Extracted data entries:
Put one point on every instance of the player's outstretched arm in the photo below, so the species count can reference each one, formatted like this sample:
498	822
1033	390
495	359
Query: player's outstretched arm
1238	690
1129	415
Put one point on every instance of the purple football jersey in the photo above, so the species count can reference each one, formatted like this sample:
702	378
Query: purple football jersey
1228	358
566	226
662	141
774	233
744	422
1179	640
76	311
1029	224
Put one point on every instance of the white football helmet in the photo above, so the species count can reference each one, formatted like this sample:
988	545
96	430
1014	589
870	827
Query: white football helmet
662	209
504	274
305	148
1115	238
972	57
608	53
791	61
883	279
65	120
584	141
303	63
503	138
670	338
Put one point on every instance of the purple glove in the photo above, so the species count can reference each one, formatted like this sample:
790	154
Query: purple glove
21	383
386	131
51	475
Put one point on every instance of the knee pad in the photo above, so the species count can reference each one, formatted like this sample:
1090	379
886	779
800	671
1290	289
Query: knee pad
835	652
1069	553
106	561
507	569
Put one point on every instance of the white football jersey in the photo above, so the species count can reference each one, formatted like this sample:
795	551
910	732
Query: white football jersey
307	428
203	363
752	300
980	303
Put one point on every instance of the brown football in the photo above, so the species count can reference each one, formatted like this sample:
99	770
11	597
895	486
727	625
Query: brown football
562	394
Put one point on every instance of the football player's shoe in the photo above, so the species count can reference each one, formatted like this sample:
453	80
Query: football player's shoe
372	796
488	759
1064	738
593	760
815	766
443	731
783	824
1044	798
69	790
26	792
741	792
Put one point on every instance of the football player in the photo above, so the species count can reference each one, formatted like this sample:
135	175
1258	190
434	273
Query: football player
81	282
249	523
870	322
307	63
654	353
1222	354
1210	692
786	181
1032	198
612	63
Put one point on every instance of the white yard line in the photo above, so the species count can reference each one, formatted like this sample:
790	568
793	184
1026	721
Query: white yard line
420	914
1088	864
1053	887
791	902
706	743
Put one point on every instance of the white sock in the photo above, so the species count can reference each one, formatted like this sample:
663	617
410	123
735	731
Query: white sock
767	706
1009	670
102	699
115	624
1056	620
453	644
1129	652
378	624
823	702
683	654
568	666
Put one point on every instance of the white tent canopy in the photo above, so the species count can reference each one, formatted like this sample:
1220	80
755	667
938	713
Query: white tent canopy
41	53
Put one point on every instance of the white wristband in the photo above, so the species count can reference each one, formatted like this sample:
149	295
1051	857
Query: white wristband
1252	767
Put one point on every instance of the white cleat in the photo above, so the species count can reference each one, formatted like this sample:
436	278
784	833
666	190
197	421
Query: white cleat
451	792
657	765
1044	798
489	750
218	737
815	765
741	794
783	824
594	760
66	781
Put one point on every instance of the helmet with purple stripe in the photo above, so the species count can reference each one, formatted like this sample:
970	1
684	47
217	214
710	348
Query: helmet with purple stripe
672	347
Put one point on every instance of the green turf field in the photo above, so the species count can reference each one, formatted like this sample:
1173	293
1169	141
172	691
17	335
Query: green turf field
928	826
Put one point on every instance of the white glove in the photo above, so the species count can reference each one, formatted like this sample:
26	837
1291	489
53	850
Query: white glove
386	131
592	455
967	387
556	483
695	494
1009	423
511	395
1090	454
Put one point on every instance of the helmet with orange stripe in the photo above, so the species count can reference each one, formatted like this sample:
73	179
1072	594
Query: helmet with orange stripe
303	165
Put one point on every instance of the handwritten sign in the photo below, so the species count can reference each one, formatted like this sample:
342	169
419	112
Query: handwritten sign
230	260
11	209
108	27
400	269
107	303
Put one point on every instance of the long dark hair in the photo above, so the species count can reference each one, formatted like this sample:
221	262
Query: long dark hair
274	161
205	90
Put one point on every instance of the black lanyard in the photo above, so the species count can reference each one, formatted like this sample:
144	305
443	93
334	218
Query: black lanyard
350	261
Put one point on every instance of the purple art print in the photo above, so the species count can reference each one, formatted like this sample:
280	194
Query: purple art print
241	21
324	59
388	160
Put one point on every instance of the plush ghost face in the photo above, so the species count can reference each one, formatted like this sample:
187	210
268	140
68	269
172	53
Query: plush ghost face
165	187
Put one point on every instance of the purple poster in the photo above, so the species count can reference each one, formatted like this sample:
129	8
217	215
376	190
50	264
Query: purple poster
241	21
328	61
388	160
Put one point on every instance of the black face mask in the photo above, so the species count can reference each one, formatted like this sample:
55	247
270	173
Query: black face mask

Task to complete :: Look above for the line with "Query: white wristband" and the line with "Put one point on every instance of the plush", and reproduce exactly those two lines plus every line between, nothing more.

Problem solution ::
Query: white wristband
1252	767
Put one point on every instance of the white cleat in the photo above, so the species count can reference each one, formatted like this sample:
436	278
784	833
666	190
197	421
Query: white cleat
451	792
657	765
1044	798
489	750
218	737
815	765
741	794
783	824
594	760
66	781
Put one point on every instance of the helmet with purple stripe in the photo above, so the species count can reference each one, formatted like this sample:
970	1
684	47
217	214
710	348
Query: helmet with purple stripe
672	347
Put one point on every instance of the green turf field in the photo above, so the species count can reference each one, formatted like this sample:
1173	293
1169	141
172	691
17	335
Query: green turf field
928	826
Put one point on every instance of the white glove in the photo above, so the species count can reference each one, formatted like this sample:
26	837
1291	489
53	850
Query: white glove
386	131
592	455
967	387
556	483
695	494
1009	423
511	395
1090	454
Put one point on every instance of the helmet with orange stripe in the photo above, so the species count can reference each one, formatted like this sample:
73	179
1072	594
Query: helmet with orange stripe
303	165
Put one point on every instance of the handwritten sign in the photo below, so the species count can reference each one, formatted like this sample:
342	169
419	112
Query: handwritten sign
230	260
11	209
108	27
400	269
107	303
Put one point on every instance of the long dark hair in the photo above, so the species count can reference each one, formatted like this sample:
221	262
Query: long dark hair
274	161
205	90
Put one point on every instance of the black lanyard in the photo above, so the species count can reference each one, formatted like this sample:
144	305
443	93
334	218
Query: black lanyard
350	261
Put one point on every instance of the purple art print in the photo above, so the species count can reference each one, formatted like this sample:
280	194
Query: purple art print
241	21
324	59
388	160
Put one point on every instance of the plush ghost face in the photo above, so the species count can reference each one, formatted like this sample:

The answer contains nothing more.